-- Work to be completed --
Reproduce the listing below word for word, changing nothing.

Recorded data
+---+

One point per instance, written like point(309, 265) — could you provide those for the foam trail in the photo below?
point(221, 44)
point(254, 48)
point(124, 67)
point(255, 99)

+---+

-- Response for this exercise --
One point per instance, written like point(309, 265) — could you provide those for the foam trail in the photo below?
point(221, 44)
point(254, 48)
point(124, 67)
point(255, 99)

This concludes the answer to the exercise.